Render these records as a two-column CSV with the header instruction,response. Give one row per record: its text under instruction and its answer under response, each in a single quoted field with line breaks replaced by spaces, and the pictures left out.

▶ **PROVIDED MATERIAL**
◇ ◇ ◇ ◇ ◇

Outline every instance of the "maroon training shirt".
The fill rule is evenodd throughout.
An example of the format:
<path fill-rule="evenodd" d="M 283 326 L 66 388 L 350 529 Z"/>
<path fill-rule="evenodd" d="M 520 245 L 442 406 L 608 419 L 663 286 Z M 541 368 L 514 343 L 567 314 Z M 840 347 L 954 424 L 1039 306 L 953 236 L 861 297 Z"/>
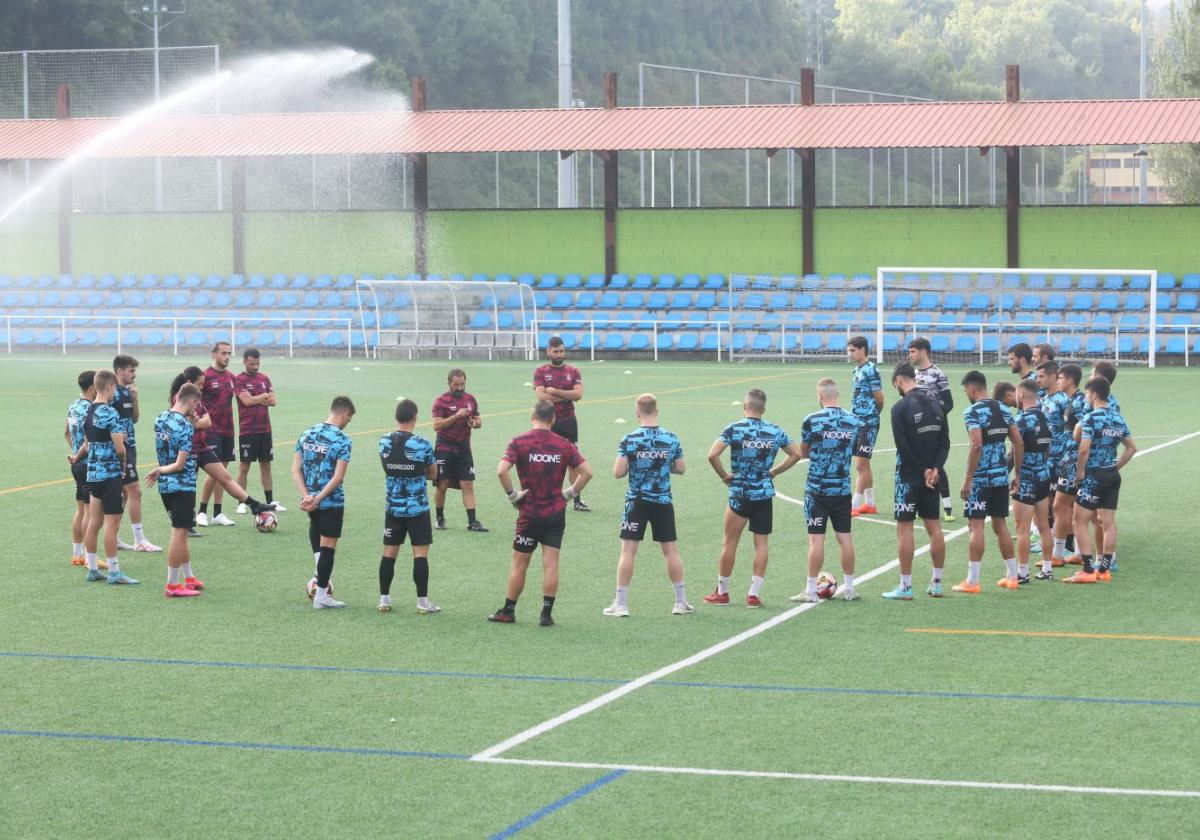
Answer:
<path fill-rule="evenodd" d="M 580 373 L 580 368 L 574 365 L 563 365 L 562 367 L 554 367 L 553 365 L 542 365 L 536 371 L 533 372 L 533 385 L 534 388 L 541 385 L 542 388 L 558 388 L 564 391 L 570 391 L 572 388 L 583 382 L 583 376 Z M 570 420 L 575 416 L 575 401 L 563 400 L 562 402 L 554 403 L 554 419 L 556 420 Z"/>
<path fill-rule="evenodd" d="M 236 390 L 238 378 L 228 367 L 224 371 L 215 367 L 204 371 L 204 407 L 212 418 L 214 434 L 233 437 L 233 400 Z"/>
<path fill-rule="evenodd" d="M 517 468 L 521 487 L 529 491 L 518 506 L 523 516 L 544 520 L 566 510 L 566 468 L 583 463 L 574 443 L 548 428 L 534 428 L 509 442 L 504 460 Z"/>
<path fill-rule="evenodd" d="M 466 408 L 472 414 L 479 414 L 479 400 L 475 398 L 474 394 L 463 394 L 460 398 L 446 391 L 433 401 L 433 416 L 449 418 L 456 414 L 460 408 Z M 462 418 L 445 428 L 438 430 L 437 443 L 454 445 L 470 443 L 470 426 L 467 425 L 467 420 L 468 418 Z"/>
<path fill-rule="evenodd" d="M 238 394 L 250 391 L 257 397 L 260 394 L 274 391 L 271 380 L 264 373 L 251 376 L 242 371 L 238 374 Z M 271 431 L 271 413 L 269 406 L 244 406 L 238 401 L 238 434 L 264 434 Z"/>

◇ ◇ ◇ ◇ ◇

▶ **WORKED SOLUTION**
instruction,response
"Outline every instance of the ""maroon training shirt"". The fill rule is evenodd throughout. An example of the format: <path fill-rule=""evenodd"" d=""M 283 326 L 66 388 L 350 529 Z""/> <path fill-rule=""evenodd"" d=""M 520 245 L 442 406 L 608 419 L 663 286 Z M 541 368 L 514 343 L 567 314 Z M 840 347 L 954 424 L 1039 306 L 953 236 L 861 297 Z""/> Answer:","<path fill-rule=""evenodd"" d=""M 580 373 L 580 368 L 574 365 L 563 365 L 562 367 L 554 367 L 553 365 L 542 365 L 536 371 L 533 372 L 533 385 L 534 388 L 541 385 L 542 388 L 558 388 L 564 391 L 570 391 L 572 388 L 583 382 L 583 376 Z M 570 420 L 575 416 L 575 401 L 563 400 L 562 402 L 554 403 L 554 419 L 556 420 Z""/> <path fill-rule=""evenodd"" d=""M 236 390 L 238 378 L 228 367 L 224 371 L 215 367 L 204 371 L 204 407 L 212 418 L 214 434 L 233 437 L 233 400 Z""/> <path fill-rule=""evenodd"" d=""M 517 468 L 521 487 L 529 491 L 518 506 L 523 516 L 544 520 L 566 510 L 566 468 L 583 463 L 574 443 L 548 428 L 534 428 L 509 442 L 504 460 Z""/> <path fill-rule=""evenodd"" d=""M 466 408 L 472 414 L 479 414 L 479 400 L 475 398 L 474 394 L 463 394 L 460 398 L 446 391 L 433 401 L 433 416 L 449 418 L 456 414 L 460 408 Z M 462 418 L 445 428 L 438 430 L 437 443 L 454 445 L 470 443 L 470 426 L 467 425 L 467 420 L 468 418 Z""/> <path fill-rule=""evenodd"" d=""M 238 394 L 250 391 L 257 397 L 260 394 L 274 391 L 271 380 L 264 373 L 251 376 L 242 371 L 238 374 Z M 271 431 L 271 413 L 269 406 L 244 406 L 238 401 L 238 434 L 264 434 Z""/>"